- _PROBLEM STATEMENT_: Copy every one of the rows below verbatim, leaving out the pictures.

- _DATASET ENTRIES_:

-- START --

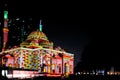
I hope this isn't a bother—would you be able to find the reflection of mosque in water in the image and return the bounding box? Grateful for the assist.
[1,20,74,75]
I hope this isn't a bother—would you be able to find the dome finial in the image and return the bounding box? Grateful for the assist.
[39,19,42,31]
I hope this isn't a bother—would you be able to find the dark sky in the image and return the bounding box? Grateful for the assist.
[0,0,119,65]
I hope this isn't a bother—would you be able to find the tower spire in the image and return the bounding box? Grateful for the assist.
[2,4,9,51]
[39,19,42,31]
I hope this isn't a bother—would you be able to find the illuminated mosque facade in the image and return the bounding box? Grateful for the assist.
[0,20,74,76]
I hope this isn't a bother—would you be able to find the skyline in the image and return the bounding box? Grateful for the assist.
[0,1,119,65]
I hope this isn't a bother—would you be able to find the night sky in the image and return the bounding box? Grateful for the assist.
[0,0,119,66]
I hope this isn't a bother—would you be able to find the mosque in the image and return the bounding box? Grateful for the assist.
[0,21,74,77]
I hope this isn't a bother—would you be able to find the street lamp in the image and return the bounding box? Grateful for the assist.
[3,56,8,77]
[58,53,64,76]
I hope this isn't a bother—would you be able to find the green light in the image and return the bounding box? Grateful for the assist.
[4,11,8,19]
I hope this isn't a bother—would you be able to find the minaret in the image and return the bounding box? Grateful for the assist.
[2,4,9,51]
[39,20,42,32]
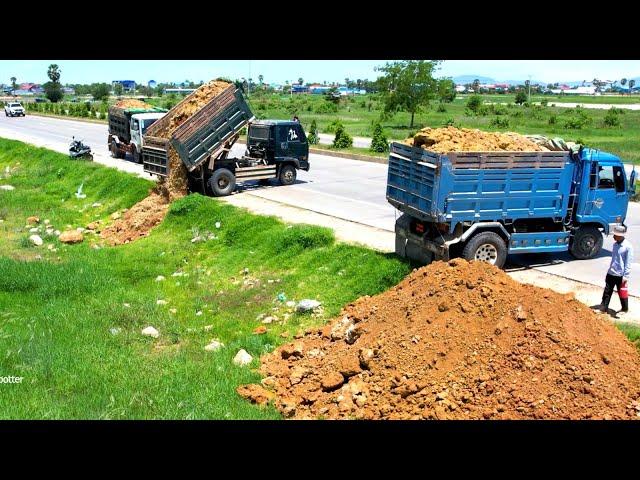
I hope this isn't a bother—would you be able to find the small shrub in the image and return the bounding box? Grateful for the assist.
[489,117,509,128]
[324,119,342,133]
[604,108,620,127]
[514,90,527,105]
[333,124,353,148]
[466,95,483,114]
[370,123,389,153]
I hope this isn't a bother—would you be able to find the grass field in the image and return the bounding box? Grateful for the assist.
[0,139,410,419]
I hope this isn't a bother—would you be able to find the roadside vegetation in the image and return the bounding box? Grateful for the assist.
[0,139,410,419]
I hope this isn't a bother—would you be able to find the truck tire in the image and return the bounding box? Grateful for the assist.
[208,168,236,197]
[278,164,297,185]
[462,232,507,268]
[569,225,604,260]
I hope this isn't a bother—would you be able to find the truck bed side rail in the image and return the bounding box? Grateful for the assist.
[447,152,568,169]
[387,142,440,218]
[142,135,169,177]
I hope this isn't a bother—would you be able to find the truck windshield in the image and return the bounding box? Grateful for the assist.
[249,127,269,140]
[142,118,157,133]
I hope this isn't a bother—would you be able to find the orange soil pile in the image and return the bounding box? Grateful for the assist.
[147,80,230,201]
[115,98,153,109]
[238,259,640,419]
[405,126,546,153]
[100,192,169,245]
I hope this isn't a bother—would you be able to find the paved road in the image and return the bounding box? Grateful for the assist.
[0,116,640,296]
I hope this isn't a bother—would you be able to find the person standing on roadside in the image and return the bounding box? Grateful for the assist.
[596,225,633,315]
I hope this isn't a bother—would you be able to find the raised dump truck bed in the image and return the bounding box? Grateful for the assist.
[142,85,254,176]
[387,143,576,228]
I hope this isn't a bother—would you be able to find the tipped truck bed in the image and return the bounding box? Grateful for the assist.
[142,85,255,176]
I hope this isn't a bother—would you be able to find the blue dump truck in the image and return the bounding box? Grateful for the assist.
[387,143,636,268]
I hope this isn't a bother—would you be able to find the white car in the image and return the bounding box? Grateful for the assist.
[4,102,25,117]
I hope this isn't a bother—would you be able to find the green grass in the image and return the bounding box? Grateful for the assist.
[0,139,410,419]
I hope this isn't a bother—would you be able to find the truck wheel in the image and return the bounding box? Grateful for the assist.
[569,226,604,260]
[462,232,507,268]
[278,165,297,185]
[209,168,236,197]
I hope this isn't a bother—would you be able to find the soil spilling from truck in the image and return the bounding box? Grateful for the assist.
[404,126,547,153]
[101,80,235,245]
[147,80,230,202]
[100,191,169,246]
[238,259,640,419]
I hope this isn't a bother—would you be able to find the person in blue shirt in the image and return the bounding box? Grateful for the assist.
[595,226,633,315]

-- END --

- _THE REPLY_:
I hope this isn't a bother—would you be able to find the reflection of mosque in water in the image and return the bounding box? Grateful for the assist.
[1,20,74,75]
I hope this isn't a bother—would you be able to find the dome finial in the image and return the bounding box? Grateful for the assist.
[39,19,42,31]
I hope this isn't a bother—would you be able to find the dark sky in the image and return the bounding box? Grateful for the assist.
[0,0,119,65]
I hope this isn't a bother—would you be able to find the tower spire in the image and return the bounding box? Grateful for the assist.
[2,4,9,51]
[39,19,42,31]
I hope this isn't a bother—would you be able to find the illuminated mosque facade in the image and return the bounding box? Grateful for the assist.
[0,20,74,76]
I hope this isn't a bother—would you be able to find the skyline in the image and return the bounding box? Grateful for the assist.
[0,1,119,65]
I hope this isn't a bother—would you be able to find the night sky in the image and return the bounding box? Grateful for the assist.
[0,0,119,66]
I hope this isn't a bother—would you be able to find the mosque in the image and return the bounding box? Grateful for the assist.
[0,21,74,77]
I hope this isn't a bother—would you be able to find the street lamp in the image and return the bounding box? Grateful for the assist.
[3,56,8,77]
[58,53,64,76]
I hope this isn't a bother—would you be able to find the green light in the image and return the bounding box? Grateful for the assist.
[4,11,8,19]
I hope this isn't a bother—would you be able to find the minaret in the image and return the bounding box? Grateful for the assist.
[2,4,9,51]
[39,20,42,32]
I hope this isn't a bother—would you be able to find the small shrub in the image and return the bounding box? Grateful for the assist.
[489,117,509,128]
[324,119,342,133]
[604,108,620,127]
[514,90,527,105]
[333,124,353,148]
[466,95,483,114]
[370,123,389,153]
I hope this isn't a bother—would you be able to find the grass field in the image and return the bounding box? Grateful for the assist.
[0,139,410,419]
I hope this isn't a bother—would you be able to find the roadside vegetation in the image and return the bounding box? Grateful for the assist.
[0,139,410,419]
I hope this isn't a bother—would you be able to find the truck tire in the image and return the bounding box? Grateful for the assist.
[208,168,236,197]
[278,164,297,185]
[462,232,507,268]
[569,225,604,260]
I hope this isn't a bother—would you be able to find the truck bed side rail in the image and return the bounding box? Grateful for the assist.
[447,152,568,169]
[387,142,440,218]
[142,135,169,177]
I hope this isn't a bother—would you be able to find the truck windshield in the image and return the bounding box? Grateful for the assist.
[249,127,269,140]
[142,118,157,133]
I hope this isn't a bother—would you be able to find the orange soil pile in the image and return the bounding box? Grateful for the assist.
[147,80,230,201]
[115,98,153,109]
[238,259,640,419]
[405,126,546,153]
[100,192,169,245]
I hope this isn't a bother—would you be able to find the paved road in the image and return the bounding box? Grateful for the assist.
[0,116,640,296]
I hope this isn't a bother—would you be able to find the person standing on roadside in the image and return the bounding box? Grateful for the assist.
[596,225,633,315]
I hope this isn't a bother—would you be able to find the raised dump truck bed in the image and return the bounding box? Grateful for the assist.
[142,85,254,176]
[387,143,576,228]
I hope this isn't a bother—would you be able to find the tipped truck bed in the image and return the bounding box? Grateful for the assist.
[142,85,255,176]
I hope this isn't a bother—would you be able to find the blue dump truck in the image and return the bounding box? Grateful for the assist.
[387,143,636,268]
I hope this isn't a bother—would you be able to find the white car in the image and return the bounding box? Grateful for the assist.
[4,102,25,117]
I hope this isn't a bother—would you be able to find the green grass in the image and return the bounding box? Grateful for the assist.
[0,139,410,419]
I hope this isn't a bother—would you be able to find the truck wheel in the image and return the bounding box? Grateful for the assist.
[569,226,604,260]
[462,232,507,268]
[278,165,297,185]
[209,168,236,197]
I hope this isn't a bother—would you be able to find the soil spilling from truck in the image and return the bounding box? Grateful for the assist.
[404,126,547,153]
[101,80,235,245]
[147,80,230,202]
[100,191,169,246]
[238,259,640,419]
I hope this isn't a bother—would you be able to find the person in blue shirt in the image and return the bounding box? Grateful for the assist.
[595,226,633,315]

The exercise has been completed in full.